*DIRECTIVE:* Copy out every record below, word for word.

● ● ●

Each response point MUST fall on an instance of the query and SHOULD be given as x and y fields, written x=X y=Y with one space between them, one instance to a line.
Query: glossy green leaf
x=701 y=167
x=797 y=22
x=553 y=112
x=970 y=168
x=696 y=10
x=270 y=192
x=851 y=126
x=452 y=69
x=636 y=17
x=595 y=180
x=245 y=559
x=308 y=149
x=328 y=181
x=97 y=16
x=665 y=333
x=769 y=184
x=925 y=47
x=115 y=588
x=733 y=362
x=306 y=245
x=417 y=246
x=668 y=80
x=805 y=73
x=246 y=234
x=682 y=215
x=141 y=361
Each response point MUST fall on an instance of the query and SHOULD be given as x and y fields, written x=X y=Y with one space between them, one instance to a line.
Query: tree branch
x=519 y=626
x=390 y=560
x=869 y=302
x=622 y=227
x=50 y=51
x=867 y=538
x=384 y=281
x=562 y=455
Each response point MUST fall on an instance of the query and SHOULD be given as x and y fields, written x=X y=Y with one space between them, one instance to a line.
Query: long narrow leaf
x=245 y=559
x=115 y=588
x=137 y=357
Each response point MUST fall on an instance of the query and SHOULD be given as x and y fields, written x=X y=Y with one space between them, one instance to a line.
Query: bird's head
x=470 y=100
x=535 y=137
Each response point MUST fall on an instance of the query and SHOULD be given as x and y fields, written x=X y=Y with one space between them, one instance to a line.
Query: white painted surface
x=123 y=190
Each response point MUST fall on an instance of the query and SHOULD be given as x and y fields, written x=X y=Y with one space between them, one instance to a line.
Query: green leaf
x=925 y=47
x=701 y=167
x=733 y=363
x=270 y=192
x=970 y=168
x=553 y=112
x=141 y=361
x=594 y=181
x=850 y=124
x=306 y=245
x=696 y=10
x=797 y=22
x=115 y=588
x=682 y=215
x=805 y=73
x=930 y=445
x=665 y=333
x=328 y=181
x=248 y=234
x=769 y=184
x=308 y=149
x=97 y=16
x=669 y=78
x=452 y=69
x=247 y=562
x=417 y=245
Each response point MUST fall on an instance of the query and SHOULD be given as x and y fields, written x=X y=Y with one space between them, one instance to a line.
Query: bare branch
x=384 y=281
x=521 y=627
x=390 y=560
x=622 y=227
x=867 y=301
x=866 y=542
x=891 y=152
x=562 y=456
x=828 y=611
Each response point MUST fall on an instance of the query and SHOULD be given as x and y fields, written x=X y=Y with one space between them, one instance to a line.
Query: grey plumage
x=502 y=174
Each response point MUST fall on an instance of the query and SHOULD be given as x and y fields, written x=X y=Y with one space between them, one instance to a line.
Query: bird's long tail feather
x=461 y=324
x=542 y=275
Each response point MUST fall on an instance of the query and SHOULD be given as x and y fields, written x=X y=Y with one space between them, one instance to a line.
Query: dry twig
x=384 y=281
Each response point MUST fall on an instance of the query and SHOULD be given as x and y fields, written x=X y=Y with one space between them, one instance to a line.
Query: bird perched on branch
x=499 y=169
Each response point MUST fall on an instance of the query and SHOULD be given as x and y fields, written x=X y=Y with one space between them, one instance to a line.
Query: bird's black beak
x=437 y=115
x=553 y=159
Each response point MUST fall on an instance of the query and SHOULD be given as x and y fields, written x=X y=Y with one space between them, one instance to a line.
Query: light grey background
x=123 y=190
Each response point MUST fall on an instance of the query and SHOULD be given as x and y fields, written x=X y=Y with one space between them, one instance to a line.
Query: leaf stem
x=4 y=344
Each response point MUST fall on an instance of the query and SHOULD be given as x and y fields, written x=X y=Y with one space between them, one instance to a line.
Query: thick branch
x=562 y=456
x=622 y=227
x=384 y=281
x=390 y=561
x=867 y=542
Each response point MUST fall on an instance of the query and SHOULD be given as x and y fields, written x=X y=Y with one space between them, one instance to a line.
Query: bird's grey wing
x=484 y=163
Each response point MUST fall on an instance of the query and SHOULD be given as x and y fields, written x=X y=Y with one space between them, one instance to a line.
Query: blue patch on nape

● ● ●

*FINISHED ANSWER:*
Each response point MUST fall on an instance of the query and SHOULD be given as x and y fields, written x=X y=Y with one space between them, one instance to a line.
Query: glossy green leaf
x=701 y=167
x=797 y=22
x=553 y=112
x=970 y=168
x=696 y=10
x=270 y=192
x=851 y=126
x=452 y=69
x=636 y=17
x=595 y=180
x=245 y=559
x=308 y=149
x=328 y=181
x=97 y=16
x=665 y=333
x=769 y=184
x=925 y=47
x=115 y=588
x=733 y=362
x=306 y=245
x=417 y=246
x=668 y=80
x=805 y=73
x=246 y=234
x=682 y=215
x=141 y=361
Each response point MUST fall on an instance of the query and SHOULD be given as x and y fields, written x=X y=Y with one space between them, one instance to a line.
Query: tree branch
x=519 y=626
x=390 y=560
x=869 y=302
x=622 y=227
x=50 y=51
x=867 y=538
x=384 y=281
x=562 y=455
Each response point MUST fall on an instance of the query and SHOULD be given as x and y fields, written x=X y=Y with one space between them, one instance to a line.
Query: long narrow leaf
x=245 y=559
x=115 y=588
x=137 y=357
Each response point MUST fall on an instance of the query and SHOULD be given as x and y fields, written x=X y=Y with one space between them, one instance to a line.
Query: bird's head
x=470 y=100
x=535 y=137
Each response point MUST fall on an instance of the query and SHOULD be given as x and y fields, written x=X y=Y with one space between them, one instance to a line.
Query: white painted surface
x=123 y=190
Each response point MUST fall on an instance of the query and SHOULD be given as x and y fields, written x=X y=Y with one space between them, one instance to a line.
Query: green leaf
x=925 y=47
x=701 y=167
x=733 y=363
x=270 y=192
x=970 y=168
x=553 y=112
x=141 y=361
x=594 y=181
x=850 y=124
x=306 y=245
x=696 y=10
x=797 y=22
x=115 y=588
x=682 y=215
x=805 y=73
x=930 y=445
x=665 y=333
x=328 y=181
x=248 y=234
x=769 y=184
x=308 y=149
x=97 y=16
x=669 y=78
x=452 y=69
x=247 y=562
x=417 y=245
Each response point MUST fall on an instance of the query and SHOULD be given as x and y fields, written x=X y=Y with one space between them, one instance to a line.
Query: bare branch
x=384 y=281
x=521 y=627
x=390 y=560
x=622 y=227
x=867 y=301
x=866 y=542
x=891 y=152
x=562 y=456
x=828 y=611
Each response point MUST fall on an instance of the query and SHOULD be given as x and y fields, written x=X y=Y with one space between them, one instance to a line.
Query: grey plumage
x=502 y=174
Each response point MUST fall on an instance of the query and SHOULD be given as x and y fields, written x=X y=Y with one space between them, one instance to a line.
Query: bird's long tail feather
x=461 y=324
x=542 y=275
Each response point MUST fall on an instance of the query and SHOULD be given as x and y fields, written x=X y=Y with one space between them, one instance to a line.
Query: dry twig
x=384 y=281
Each response point MUST fall on an instance of the query and SHOULD be given as x and y fields, written x=X y=Y with one space between them, one instance to a line.
Query: bird perched on branch
x=499 y=169
Each response point MUST fall on an instance of the query and SHOULD be given as x and y fields, written x=X y=Y with one space between them, one instance to a line.
Query: bird's black beak
x=437 y=115
x=553 y=159
Each response point MUST fall on an instance of the query and SHOULD be given as x and y fields, written x=X y=Y with one space between them, one instance to a line.
Query: light grey background
x=123 y=190
Each response point MUST fall on an instance of the query and SHOULD be given as x and y fields, written x=X y=Y with one space between them, one instance to a line.
Query: leaf stem
x=4 y=344
Each response point MUST fall on an instance of the query and SHOULD be given as x and y fields, written x=X y=Y with one space between them, one instance to a line.
Query: thick branch
x=562 y=456
x=622 y=227
x=384 y=281
x=390 y=561
x=867 y=542
Each response point MUST fall on an instance of the query and SHOULD be given as x and y fields, written x=X y=Y with one space between them, one instance to a line.
Query: bird's grey wing
x=484 y=163
Each response point MUST fall on an instance of the query and SHOULD be given as x and y fields, written x=X y=Y with one space between them, one instance to a line.
Query: blue patch on nape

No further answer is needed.